GOALS:
A – Print the portion of the wait-event passage that begins at the words "my_wait_event_info initially points" and stops after the words "pgstat_get_wait_event_type(uint32 wait_event_info)".
B – Recast the paragraph of the wait-event passage that opens with "my_wait_event_info initially points at" as a short bulleted list that keeps its main facts.
C – In the wait-event passage, name every class constant used as a case label in the switch statement of pgstat_get_wait_event_type.
**** DOCUMENT
So 0x0A000007 reads as class PG_WAIT_IO (0x0A000000), event id 7. The lock-free store that publishes it is a textbook example of the “free instrumentation word” pattern — note that it does not check pgstat_track_activities, because the check would cost more than the store it guards:

// pgstat_report_wait_start — include/utils/wait_event.h
static inline void
pgstat_report_wait_start(uint32 wait_event_info)
{
/*
* Since this is a four-byte field which is always read and written as
* four-bytes, updates are atomic.
*/
*(volatile uint32 *) my_wait_event_info = wait_event_info;
}

my_wait_event_info initially points at a process-local variable (local_my_wait_event_info) so the store is safe even before MyProc exists; pgstat_set_wait_event_storage later redirects it into shared memory. pgstat_report_wait_end simply stores 0, and a zero word is the sentinel meaning “not waiting.”

Two functions decode the word for pg_stat_activity. pgstat_get_wait_event_type masks off the class and returns the type column string:

// pgstat_get_wait_event_type — utils/activity/wait_event.c (condensed)
const char *
pgstat_get_wait_event_type(uint32 wait_event_info)
{
uint32 classId;
if (wait_event_info == 0)
return NULL; /* not waiting */
classId = wait_event_info & WAIT_EVENT_CLASS_MASK;
switch (classId)
{
case PG_WAIT_LWLOCK: return "LWLock";
case PG_WAIT_LOCK: return "Lock";
case PG_WAIT_IO: return "IO";
case PG_WAIT_IPC: return "IPC";
/* ... Activity, Client, Timeout, BufferPin, Extension ... */
default: return "???";
}
}

pgstat_get_wait_event then dispatches on the class to a per-class name-lookup. Note that LWLock and Lock are handled by their own code (GetLWLockIdentifier, GetLockNameFromTagType — see postgres-lwlock-spinlock.md), while the generated classes route through the codegen’d pgstat_get_wait_* helpers:

// pgstat_get_wait_event — utils/activity/wait_event.c (condensed)
********
**** DATASET EXTRACT
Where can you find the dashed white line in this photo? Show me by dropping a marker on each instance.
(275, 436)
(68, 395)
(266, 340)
********
RESULTS FOR EACH TASK:
A –
my_wait_event_info initially points at a process-local variable (local_my_wait_event_info) so the store is safe even before MyProc exists; pgstat_set_wait_event_storage later redirects it into shared memory. pgstat_report_wait_end simply stores 0, and a zero word is the sentinel meaning “not waiting.”

Two functions decode the word for pg_stat_activity. pgstat_get_wait_event_type masks off the class and returns the type column string:

// pgstat_get_wait_event_type — utils/activity/wait_event.c (condensed)
const char *
pgstat_get_wait_event_type(uint32 wait_event_info)

B –
- my_wait_event_info first points at a process-local variable, local_my_wait_event_info, so the store is safe even before MyProc exists.
- pgstat_set_wait_event_storage later redirects it into shared memory.
- pgstat_report_wait_end stores 0.
- A zero word is the sentinel meaning "not waiting."

C – PG_WAIT_LWLOCK, PG_WAIT_LOCK, PG_WAIT_IO, PG_WAIT_IPC